▶ **The exercise**: Which lines in the items below contain the word "white"? Find every such line and copy it in full.

▶ **Extracted material**:
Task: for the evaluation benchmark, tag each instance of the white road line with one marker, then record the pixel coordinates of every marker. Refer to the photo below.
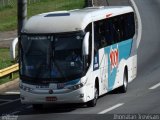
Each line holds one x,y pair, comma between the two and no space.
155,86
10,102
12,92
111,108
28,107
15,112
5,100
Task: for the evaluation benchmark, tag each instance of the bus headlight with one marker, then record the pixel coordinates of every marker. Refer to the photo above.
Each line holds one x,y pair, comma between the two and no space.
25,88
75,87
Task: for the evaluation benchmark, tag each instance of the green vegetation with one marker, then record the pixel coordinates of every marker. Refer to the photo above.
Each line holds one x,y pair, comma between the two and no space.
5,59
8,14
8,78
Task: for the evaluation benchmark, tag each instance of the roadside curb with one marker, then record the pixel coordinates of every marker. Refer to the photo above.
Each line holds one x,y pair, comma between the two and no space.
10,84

==

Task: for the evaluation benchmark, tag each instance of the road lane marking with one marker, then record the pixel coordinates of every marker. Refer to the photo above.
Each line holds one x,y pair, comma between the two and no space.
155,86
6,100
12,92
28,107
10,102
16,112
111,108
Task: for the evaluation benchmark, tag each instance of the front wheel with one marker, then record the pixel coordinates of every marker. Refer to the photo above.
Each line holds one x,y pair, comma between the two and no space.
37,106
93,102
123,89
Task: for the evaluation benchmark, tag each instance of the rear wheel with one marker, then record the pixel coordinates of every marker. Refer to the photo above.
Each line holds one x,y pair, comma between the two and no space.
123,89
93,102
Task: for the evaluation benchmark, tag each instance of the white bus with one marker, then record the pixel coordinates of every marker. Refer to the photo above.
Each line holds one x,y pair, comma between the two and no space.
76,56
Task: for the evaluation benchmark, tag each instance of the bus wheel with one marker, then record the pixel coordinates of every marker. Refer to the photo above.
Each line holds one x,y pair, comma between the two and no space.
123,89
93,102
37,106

* * *

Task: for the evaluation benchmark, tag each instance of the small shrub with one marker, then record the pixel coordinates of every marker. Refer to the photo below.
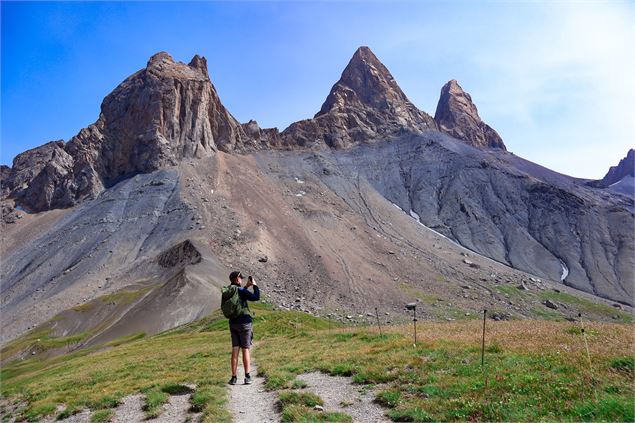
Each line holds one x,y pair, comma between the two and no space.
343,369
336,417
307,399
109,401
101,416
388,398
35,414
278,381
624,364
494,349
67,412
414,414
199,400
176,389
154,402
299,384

▶ **Solution for this task**:
Task: for the evaluation benchmark, tag each instance of the white road line with one marker, then record the pixel coordinates of every marker. Refer to the photo below.
Task: for the evaluation benchmark, tag each instance of the white bus with one marker, then record the pixel coordinates of every marker. Refer to the photo above.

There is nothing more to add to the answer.